(Records from a data source)

◆ ◆ ◆ ◆ ◆

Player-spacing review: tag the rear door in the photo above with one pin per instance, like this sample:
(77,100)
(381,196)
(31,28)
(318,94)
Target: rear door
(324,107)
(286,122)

◆ ◆ ◆ ◆ ◆

*Work required*: Produce a verbatim transcription of the entries above.

*Output of the exercise*:
Player-spacing review: tag the rear door in the photo above with one pin per instance, like this sample:
(77,100)
(381,196)
(31,28)
(318,94)
Target: rear door
(324,107)
(286,122)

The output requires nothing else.